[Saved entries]
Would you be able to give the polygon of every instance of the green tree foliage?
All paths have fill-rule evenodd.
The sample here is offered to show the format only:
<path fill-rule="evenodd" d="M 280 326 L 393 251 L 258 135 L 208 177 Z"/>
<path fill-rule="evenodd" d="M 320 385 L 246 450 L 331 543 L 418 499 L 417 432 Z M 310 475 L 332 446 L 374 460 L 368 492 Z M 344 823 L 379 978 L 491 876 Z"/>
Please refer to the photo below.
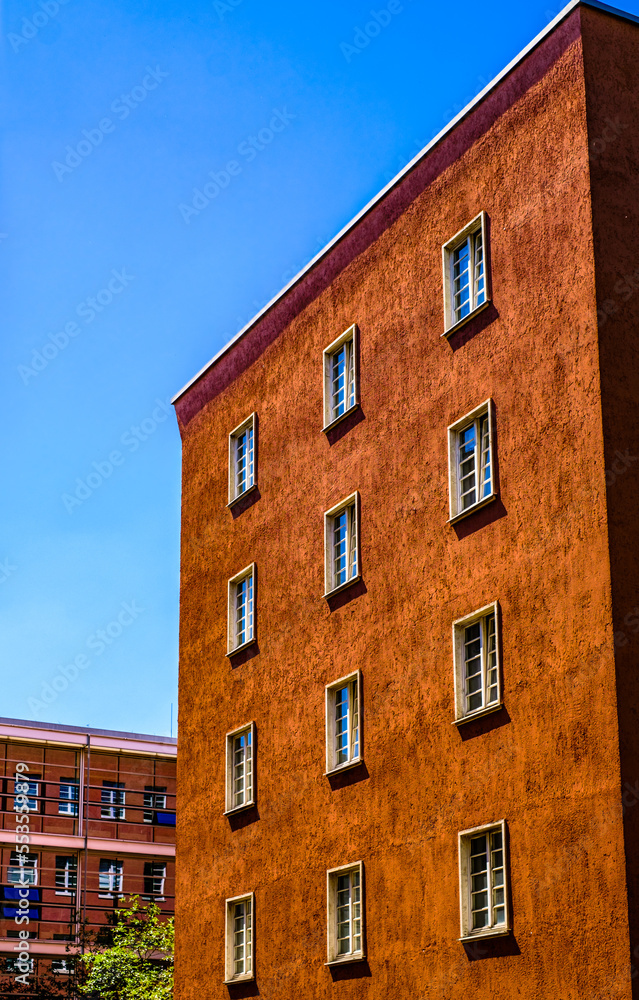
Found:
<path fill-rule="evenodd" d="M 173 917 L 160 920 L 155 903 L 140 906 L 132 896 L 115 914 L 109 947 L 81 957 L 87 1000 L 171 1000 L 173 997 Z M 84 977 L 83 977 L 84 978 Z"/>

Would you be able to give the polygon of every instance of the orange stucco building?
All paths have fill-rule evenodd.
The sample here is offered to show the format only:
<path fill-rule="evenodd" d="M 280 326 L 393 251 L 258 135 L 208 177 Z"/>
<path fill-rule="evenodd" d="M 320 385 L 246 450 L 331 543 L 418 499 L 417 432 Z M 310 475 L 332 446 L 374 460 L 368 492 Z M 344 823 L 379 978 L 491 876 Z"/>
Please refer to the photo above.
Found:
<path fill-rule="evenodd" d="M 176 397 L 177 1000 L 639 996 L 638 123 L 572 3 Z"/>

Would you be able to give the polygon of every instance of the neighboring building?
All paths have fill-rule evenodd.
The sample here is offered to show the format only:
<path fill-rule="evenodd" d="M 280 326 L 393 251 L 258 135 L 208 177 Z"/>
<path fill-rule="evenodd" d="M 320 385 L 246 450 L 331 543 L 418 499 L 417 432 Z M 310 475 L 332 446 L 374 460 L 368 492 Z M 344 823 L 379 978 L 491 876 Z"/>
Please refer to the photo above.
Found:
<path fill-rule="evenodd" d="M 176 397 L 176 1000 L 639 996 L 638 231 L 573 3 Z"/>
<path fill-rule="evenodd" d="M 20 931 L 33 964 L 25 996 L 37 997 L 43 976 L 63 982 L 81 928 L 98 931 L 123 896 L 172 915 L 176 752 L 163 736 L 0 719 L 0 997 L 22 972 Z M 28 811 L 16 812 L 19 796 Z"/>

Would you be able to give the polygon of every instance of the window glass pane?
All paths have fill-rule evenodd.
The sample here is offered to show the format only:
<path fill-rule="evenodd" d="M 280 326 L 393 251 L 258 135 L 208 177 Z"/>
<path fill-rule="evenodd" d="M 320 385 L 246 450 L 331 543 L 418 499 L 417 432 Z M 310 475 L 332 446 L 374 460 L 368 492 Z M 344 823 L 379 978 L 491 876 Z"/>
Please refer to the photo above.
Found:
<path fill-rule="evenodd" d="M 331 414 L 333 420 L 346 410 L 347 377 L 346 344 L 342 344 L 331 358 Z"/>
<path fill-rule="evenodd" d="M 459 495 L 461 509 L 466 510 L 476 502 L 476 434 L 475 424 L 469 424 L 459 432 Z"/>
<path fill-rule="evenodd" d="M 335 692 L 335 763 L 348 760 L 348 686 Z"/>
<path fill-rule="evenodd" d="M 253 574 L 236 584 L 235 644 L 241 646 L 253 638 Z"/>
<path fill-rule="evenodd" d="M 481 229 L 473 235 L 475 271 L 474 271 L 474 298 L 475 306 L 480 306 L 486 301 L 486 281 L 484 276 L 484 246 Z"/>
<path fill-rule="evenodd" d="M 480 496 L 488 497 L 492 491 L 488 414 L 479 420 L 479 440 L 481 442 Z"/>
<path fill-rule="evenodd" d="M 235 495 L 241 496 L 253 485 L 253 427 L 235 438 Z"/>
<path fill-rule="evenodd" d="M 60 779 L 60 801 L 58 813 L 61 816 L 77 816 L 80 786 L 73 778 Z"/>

## What you should do
Copy every row above word for word, but leave out the pictures.

## Answer to this task
Would you be able to give the polygon of every instance of the green tree foliage?
All paths have fill-rule evenodd.
The sample here is offered to show the format only:
<path fill-rule="evenodd" d="M 280 326 L 393 251 L 258 135 L 208 177 Z"/>
<path fill-rule="evenodd" d="M 320 385 L 246 450 L 331 543 L 418 499 L 417 432 Z M 310 475 L 332 446 L 374 460 L 368 492 Z M 344 823 L 379 978 L 491 876 Z"/>
Please refer to the photo below.
Found:
<path fill-rule="evenodd" d="M 173 917 L 160 920 L 155 903 L 140 906 L 132 896 L 115 914 L 109 947 L 81 957 L 87 1000 L 171 1000 L 173 997 Z M 84 977 L 83 977 L 84 978 Z"/>

Would you be able to give the polygon of every instance of the orange stucco building?
All paths have fill-rule evenodd.
The sample here is offered to show the format only:
<path fill-rule="evenodd" d="M 280 326 L 393 251 L 258 135 L 208 177 Z"/>
<path fill-rule="evenodd" d="M 320 385 L 246 450 L 331 543 L 418 499 L 417 432 Z M 310 475 L 332 446 L 374 460 L 368 492 Z M 344 823 L 379 978 L 491 876 Z"/>
Please refer to the photo above.
Found:
<path fill-rule="evenodd" d="M 176 397 L 177 1000 L 639 996 L 638 123 L 572 3 Z"/>

Would you be able to give the polygon of every instance of the neighboring building?
All paths have fill-rule evenodd.
The sample here is offered to show the format only:
<path fill-rule="evenodd" d="M 280 326 L 393 251 L 258 135 L 208 177 Z"/>
<path fill-rule="evenodd" d="M 320 385 L 246 450 L 331 543 L 418 499 L 417 432 Z M 310 475 L 332 446 L 374 460 L 368 492 Z M 344 823 L 379 978 L 491 876 Z"/>
Please refer to the photo above.
Found:
<path fill-rule="evenodd" d="M 176 397 L 176 1000 L 639 996 L 638 231 L 573 3 Z"/>
<path fill-rule="evenodd" d="M 20 931 L 33 964 L 25 996 L 37 997 L 43 976 L 63 982 L 81 928 L 98 931 L 123 896 L 172 915 L 176 752 L 163 736 L 0 719 L 0 997 L 22 972 Z M 28 811 L 16 812 L 19 796 Z"/>

Would you be able to give the polygon of every instance of the window glass pane?
All paths have fill-rule evenodd.
The sample here is offered to show the format only:
<path fill-rule="evenodd" d="M 280 326 L 393 251 L 258 135 L 208 177 Z"/>
<path fill-rule="evenodd" d="M 320 385 L 246 450 L 331 543 L 418 499 L 417 432 Z M 310 475 L 332 446 L 374 460 L 368 492 Z M 344 823 L 379 978 L 491 876 Z"/>
Please refer to the photo above.
Found:
<path fill-rule="evenodd" d="M 331 414 L 333 420 L 346 410 L 347 377 L 346 344 L 342 344 L 331 358 Z"/>
<path fill-rule="evenodd" d="M 459 495 L 461 509 L 466 510 L 476 502 L 476 434 L 475 424 L 469 424 L 459 432 Z"/>
<path fill-rule="evenodd" d="M 335 692 L 335 763 L 348 760 L 348 686 Z"/>
<path fill-rule="evenodd" d="M 253 574 L 236 584 L 235 644 L 241 646 L 253 638 Z"/>
<path fill-rule="evenodd" d="M 481 229 L 473 235 L 475 271 L 474 271 L 474 298 L 475 306 L 480 306 L 486 301 L 486 281 L 484 276 L 484 246 Z"/>
<path fill-rule="evenodd" d="M 480 496 L 488 497 L 492 491 L 488 414 L 479 420 L 479 440 L 481 442 Z"/>
<path fill-rule="evenodd" d="M 235 495 L 241 496 L 253 485 L 253 427 L 235 438 Z"/>
<path fill-rule="evenodd" d="M 60 779 L 60 801 L 58 813 L 61 816 L 77 816 L 80 786 L 73 778 Z"/>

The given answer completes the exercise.